TASK INSTRUCTIONS: Can you copy, word for word, the part of the text on Cuba's 1970s "retreat to socialism" starting at "The 1970s: state-capitalism" and ending at "different was happening."?

SOURCE TEXT:

=-=-=

The 1970s: state-capitalism solidifies under the banner of a "retreat to socialism"

. The policies adopted in the 1970s were portrayed by the Cuban rulers as a retreat back to socialism, a period that creates the conditions for communism, from an attempt to leap directly to the higher stage of communism. If that was what was going on, this period would have been a reasonable retreat necessary to continue on a revolutionary course. But under the mantle of "retreating to socialism" something quite different was happening.

. Let's review what socialism is, so as to judge whether the policies of the 70s were bringing it closer. Socialism entails the abolition of the private ownership of all the means of production and the direction of the economic system as a whole by the working masses. Such control over the economy goes beyond each group of workers running their own particular factories, or peasants their individual or collective farms. It means that each factory and farm is subject to the direction of the working masses as a whole. The new revolutionary state power established by the working class following the overthrow of the bourgeoisie is the means by which the masses can have such overall control. But the building of this new society can't happen overnight because, at its birth, the new society will still have a number of features and habits left over from capitalism. The achievement of socialism requires a whole process whereby the masses organize themselves, learn how to run the affairs of state and administer the economy.

=-=-=

RECORDS PROVIDED:

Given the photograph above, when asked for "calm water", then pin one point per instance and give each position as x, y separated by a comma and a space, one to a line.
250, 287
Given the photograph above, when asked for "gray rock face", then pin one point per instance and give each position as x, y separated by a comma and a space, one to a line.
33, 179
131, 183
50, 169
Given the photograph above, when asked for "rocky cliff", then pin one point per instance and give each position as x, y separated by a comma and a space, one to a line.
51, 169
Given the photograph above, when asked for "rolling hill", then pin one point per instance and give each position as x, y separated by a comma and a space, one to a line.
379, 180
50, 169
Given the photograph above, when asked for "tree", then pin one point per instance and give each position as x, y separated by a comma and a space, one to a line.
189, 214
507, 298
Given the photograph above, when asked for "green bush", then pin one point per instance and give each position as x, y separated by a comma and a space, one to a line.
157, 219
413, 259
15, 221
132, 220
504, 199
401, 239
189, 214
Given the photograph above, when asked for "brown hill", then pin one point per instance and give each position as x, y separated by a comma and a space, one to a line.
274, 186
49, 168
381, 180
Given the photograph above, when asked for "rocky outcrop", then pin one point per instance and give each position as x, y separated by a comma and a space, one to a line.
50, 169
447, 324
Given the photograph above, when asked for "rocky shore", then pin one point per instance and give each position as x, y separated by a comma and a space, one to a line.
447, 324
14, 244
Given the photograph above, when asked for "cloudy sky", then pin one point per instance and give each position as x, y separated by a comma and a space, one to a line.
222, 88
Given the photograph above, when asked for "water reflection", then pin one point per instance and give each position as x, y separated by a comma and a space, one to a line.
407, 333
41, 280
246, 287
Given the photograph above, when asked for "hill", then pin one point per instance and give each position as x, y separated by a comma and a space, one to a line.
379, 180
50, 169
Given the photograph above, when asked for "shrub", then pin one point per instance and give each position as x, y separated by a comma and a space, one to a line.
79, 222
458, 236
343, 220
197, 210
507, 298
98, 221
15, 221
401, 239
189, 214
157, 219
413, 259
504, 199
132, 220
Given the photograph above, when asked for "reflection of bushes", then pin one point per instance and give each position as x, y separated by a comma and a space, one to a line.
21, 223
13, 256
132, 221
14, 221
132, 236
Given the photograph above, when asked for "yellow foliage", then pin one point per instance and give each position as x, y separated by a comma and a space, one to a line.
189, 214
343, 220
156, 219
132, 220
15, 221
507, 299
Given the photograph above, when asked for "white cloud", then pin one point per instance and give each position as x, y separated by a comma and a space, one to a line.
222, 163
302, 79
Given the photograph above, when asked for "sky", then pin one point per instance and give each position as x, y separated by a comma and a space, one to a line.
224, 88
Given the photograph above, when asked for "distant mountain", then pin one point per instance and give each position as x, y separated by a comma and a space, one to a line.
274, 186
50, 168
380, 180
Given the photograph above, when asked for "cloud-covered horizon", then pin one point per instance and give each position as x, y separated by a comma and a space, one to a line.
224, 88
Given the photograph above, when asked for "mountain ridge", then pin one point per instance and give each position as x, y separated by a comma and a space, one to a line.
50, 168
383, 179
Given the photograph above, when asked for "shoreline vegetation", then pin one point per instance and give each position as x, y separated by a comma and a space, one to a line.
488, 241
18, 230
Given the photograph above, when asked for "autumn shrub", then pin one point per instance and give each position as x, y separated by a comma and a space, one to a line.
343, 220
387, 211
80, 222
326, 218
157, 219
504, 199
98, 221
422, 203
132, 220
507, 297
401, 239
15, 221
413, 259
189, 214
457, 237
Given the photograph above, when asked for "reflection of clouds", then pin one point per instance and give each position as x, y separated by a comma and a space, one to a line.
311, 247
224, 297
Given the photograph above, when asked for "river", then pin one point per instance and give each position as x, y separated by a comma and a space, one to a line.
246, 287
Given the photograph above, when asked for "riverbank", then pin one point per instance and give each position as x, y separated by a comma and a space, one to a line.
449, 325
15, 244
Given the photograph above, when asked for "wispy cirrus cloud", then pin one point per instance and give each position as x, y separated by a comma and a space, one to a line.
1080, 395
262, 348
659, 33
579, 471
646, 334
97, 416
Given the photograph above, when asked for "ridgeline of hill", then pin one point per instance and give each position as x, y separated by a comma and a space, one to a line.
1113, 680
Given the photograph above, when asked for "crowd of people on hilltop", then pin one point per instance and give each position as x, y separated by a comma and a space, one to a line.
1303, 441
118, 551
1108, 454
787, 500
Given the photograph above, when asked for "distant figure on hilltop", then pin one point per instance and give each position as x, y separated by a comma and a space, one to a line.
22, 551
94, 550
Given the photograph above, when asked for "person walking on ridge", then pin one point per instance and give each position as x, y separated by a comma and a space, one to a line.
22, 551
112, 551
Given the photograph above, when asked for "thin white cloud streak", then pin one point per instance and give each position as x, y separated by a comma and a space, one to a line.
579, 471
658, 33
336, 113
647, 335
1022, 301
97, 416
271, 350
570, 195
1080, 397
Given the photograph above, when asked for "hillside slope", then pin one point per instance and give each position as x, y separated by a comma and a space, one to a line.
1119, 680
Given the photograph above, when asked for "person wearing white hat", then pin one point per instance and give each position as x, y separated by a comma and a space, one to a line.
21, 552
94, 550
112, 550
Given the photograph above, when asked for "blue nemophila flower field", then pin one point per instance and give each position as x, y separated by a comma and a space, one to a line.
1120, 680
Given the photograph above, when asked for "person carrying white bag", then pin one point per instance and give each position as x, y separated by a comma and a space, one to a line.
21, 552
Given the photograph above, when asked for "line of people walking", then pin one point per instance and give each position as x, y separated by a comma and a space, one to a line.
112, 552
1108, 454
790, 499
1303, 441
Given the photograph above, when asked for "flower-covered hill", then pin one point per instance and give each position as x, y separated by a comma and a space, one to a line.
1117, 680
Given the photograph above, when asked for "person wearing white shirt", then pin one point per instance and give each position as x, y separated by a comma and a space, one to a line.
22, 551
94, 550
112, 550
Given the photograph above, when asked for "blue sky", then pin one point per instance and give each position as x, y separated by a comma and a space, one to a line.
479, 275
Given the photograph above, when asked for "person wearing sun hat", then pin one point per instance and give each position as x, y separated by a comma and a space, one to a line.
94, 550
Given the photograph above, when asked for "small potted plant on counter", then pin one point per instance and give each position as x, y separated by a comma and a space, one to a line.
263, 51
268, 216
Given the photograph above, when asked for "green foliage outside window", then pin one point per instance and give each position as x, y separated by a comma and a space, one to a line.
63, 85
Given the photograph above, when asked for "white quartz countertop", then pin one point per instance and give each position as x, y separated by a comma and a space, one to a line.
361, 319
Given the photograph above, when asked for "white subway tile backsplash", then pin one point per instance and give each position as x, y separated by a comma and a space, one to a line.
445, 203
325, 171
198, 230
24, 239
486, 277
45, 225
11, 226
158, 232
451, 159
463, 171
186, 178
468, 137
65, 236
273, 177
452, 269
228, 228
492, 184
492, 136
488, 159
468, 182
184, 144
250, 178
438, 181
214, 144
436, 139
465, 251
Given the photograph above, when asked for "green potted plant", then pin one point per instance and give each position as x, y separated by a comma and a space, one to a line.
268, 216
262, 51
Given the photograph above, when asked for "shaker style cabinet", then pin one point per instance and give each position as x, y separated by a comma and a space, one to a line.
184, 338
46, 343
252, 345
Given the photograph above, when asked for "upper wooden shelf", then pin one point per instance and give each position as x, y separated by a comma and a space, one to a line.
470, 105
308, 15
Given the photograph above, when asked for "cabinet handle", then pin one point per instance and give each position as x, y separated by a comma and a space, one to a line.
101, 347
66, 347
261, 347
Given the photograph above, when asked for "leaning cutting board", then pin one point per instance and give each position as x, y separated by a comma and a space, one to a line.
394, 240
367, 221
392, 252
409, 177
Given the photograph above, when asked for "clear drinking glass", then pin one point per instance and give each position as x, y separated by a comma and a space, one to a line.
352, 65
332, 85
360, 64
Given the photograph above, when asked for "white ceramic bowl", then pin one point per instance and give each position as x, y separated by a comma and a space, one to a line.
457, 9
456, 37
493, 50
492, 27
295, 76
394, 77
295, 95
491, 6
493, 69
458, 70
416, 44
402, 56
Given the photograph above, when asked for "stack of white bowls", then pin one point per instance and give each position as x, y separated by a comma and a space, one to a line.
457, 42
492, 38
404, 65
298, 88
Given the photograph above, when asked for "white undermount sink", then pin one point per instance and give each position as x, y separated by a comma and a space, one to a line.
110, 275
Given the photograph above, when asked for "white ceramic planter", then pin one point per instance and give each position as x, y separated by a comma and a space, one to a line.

=-=-=

SOLUTION FOR THIS EXERCISE:
The 1970s: state-capitalism solidifies under the banner of a "retreat to socialism"

. The policies adopted in the 1970s were portrayed by the Cuban rulers as a retreat back to socialism, a period that creates the conditions for communism, from an attempt to leap directly to the higher stage of communism. If that was what was going on, this period would have been a reasonable retreat necessary to continue on a revolutionary course. But under the mantle of "retreating to socialism" something quite different was happening.